Information supplied:
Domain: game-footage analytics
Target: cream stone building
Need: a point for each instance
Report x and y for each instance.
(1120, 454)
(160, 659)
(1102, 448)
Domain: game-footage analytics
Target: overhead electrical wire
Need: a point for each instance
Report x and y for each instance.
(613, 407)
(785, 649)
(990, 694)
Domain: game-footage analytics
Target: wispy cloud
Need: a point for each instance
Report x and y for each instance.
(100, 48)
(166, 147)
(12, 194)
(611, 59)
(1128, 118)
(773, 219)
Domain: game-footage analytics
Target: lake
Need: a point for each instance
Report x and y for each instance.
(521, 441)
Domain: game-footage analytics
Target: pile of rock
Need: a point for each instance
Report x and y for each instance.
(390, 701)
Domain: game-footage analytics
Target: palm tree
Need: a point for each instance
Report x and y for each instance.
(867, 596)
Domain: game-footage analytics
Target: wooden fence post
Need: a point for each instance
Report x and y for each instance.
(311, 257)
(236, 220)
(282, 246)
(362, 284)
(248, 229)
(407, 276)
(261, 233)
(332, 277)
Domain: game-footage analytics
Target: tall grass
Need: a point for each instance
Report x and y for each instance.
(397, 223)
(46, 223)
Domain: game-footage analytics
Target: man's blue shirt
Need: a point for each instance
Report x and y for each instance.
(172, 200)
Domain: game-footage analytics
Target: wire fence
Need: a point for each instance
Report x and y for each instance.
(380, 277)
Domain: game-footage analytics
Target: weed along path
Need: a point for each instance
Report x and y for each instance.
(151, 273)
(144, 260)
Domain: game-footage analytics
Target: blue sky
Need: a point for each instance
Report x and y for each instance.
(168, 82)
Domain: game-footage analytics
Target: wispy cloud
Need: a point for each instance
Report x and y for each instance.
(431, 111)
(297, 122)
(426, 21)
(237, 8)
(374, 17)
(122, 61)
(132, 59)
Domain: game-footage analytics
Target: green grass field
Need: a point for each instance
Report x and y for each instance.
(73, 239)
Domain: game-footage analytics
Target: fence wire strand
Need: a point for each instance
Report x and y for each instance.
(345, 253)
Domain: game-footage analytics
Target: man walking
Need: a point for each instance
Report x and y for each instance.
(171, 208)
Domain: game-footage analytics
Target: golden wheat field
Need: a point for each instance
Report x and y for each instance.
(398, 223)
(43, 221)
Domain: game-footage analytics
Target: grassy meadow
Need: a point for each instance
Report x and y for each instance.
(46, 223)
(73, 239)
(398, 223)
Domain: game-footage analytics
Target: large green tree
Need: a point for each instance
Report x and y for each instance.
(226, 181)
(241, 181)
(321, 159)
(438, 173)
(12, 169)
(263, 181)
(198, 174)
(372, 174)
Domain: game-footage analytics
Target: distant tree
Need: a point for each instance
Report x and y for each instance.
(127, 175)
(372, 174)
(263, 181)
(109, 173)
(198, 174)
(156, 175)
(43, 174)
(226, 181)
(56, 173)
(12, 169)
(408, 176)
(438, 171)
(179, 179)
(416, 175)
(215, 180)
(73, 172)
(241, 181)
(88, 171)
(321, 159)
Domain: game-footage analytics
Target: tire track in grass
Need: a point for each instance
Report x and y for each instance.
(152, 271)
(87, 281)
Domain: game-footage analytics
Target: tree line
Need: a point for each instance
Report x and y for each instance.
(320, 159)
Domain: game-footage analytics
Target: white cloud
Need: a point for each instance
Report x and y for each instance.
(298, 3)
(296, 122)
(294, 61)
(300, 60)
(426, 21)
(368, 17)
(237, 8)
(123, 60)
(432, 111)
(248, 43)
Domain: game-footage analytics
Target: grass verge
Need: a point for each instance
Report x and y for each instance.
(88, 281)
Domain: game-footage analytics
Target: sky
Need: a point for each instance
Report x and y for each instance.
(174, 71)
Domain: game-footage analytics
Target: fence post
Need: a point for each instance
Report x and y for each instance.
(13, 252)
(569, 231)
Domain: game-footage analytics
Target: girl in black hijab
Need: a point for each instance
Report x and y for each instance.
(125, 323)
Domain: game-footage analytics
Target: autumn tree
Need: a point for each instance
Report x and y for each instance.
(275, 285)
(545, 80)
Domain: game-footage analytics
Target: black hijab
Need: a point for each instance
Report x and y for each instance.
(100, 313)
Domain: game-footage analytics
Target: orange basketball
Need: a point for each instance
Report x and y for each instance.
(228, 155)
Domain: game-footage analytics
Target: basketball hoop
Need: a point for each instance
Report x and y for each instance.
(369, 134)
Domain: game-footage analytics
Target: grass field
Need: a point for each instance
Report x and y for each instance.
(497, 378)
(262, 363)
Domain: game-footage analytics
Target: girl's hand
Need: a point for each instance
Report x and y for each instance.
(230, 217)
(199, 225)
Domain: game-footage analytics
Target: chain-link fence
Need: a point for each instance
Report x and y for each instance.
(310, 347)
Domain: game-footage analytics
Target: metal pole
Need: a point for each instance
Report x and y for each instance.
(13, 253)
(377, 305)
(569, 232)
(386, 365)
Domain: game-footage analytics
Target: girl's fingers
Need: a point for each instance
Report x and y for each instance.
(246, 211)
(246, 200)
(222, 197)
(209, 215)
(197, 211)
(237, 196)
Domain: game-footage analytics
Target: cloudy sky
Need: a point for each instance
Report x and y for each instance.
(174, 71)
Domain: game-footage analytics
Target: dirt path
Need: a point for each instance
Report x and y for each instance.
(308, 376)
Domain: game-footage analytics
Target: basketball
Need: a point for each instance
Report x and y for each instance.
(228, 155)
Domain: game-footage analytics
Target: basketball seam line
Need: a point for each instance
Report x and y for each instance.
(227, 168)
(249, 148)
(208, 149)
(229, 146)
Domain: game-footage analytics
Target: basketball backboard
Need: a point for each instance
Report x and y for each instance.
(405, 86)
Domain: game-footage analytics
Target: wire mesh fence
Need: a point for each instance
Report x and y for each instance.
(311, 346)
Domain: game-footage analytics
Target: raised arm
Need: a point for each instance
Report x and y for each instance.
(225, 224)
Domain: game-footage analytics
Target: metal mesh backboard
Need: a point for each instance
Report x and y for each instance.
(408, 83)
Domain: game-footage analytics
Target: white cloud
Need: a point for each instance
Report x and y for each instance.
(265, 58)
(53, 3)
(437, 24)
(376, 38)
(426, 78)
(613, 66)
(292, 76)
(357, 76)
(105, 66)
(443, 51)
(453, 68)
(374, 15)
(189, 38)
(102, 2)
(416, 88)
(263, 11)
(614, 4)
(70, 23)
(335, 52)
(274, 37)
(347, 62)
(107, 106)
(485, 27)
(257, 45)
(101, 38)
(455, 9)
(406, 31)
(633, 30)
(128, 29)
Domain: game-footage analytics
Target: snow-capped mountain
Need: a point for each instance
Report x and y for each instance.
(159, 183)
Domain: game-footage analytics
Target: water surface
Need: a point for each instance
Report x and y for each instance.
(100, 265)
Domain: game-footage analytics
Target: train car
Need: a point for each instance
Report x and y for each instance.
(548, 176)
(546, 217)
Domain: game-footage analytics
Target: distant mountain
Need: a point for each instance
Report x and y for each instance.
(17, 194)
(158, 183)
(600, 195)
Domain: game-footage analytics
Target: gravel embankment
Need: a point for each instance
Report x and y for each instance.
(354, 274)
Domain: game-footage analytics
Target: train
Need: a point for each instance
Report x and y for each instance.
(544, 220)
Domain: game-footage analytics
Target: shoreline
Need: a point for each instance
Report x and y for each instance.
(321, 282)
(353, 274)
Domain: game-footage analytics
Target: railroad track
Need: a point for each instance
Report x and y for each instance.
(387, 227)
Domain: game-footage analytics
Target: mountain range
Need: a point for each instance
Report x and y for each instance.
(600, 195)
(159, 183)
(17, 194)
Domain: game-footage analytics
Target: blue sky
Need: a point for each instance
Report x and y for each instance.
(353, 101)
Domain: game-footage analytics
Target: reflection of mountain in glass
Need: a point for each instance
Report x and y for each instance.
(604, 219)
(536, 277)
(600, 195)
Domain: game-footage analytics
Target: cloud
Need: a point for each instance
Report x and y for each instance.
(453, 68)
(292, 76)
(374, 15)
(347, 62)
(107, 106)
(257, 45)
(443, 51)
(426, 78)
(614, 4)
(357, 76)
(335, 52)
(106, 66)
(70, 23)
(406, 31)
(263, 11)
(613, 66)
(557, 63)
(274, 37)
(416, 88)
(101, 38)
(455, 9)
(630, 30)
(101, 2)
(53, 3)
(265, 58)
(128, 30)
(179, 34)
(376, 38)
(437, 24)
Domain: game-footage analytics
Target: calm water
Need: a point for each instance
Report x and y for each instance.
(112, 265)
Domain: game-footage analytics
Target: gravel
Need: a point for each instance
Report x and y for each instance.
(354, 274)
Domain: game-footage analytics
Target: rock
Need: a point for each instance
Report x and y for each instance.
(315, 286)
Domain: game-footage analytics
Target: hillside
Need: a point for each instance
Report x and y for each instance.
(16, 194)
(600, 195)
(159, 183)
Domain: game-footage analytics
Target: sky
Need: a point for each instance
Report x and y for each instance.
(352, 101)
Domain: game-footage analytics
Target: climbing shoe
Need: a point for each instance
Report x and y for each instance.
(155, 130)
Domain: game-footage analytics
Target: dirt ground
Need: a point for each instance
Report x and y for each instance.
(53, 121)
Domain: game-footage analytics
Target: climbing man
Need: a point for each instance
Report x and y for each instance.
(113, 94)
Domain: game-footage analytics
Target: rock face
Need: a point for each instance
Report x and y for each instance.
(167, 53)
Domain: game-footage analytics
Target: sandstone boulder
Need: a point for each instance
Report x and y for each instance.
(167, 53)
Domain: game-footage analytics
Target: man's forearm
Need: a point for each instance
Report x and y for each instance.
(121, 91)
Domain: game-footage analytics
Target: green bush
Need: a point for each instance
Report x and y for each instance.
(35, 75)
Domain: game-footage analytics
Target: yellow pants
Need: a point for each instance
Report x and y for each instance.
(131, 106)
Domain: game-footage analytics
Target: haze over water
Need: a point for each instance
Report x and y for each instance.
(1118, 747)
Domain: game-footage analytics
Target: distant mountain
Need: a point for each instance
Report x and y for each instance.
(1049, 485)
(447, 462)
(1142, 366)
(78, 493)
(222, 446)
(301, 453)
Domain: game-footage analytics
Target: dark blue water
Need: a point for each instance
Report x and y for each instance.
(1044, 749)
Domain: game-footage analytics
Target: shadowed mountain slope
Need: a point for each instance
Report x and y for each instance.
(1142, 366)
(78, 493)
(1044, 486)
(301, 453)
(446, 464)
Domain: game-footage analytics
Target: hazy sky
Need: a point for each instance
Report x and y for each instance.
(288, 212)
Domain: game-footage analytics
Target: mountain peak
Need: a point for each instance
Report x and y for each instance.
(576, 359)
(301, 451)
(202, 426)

Task goal: Which lines in the entries above contain the word "track"? Show each of those lines in full, and count a match only when the case is the same.

Output:
Target: tire track in grass
Target: railroad track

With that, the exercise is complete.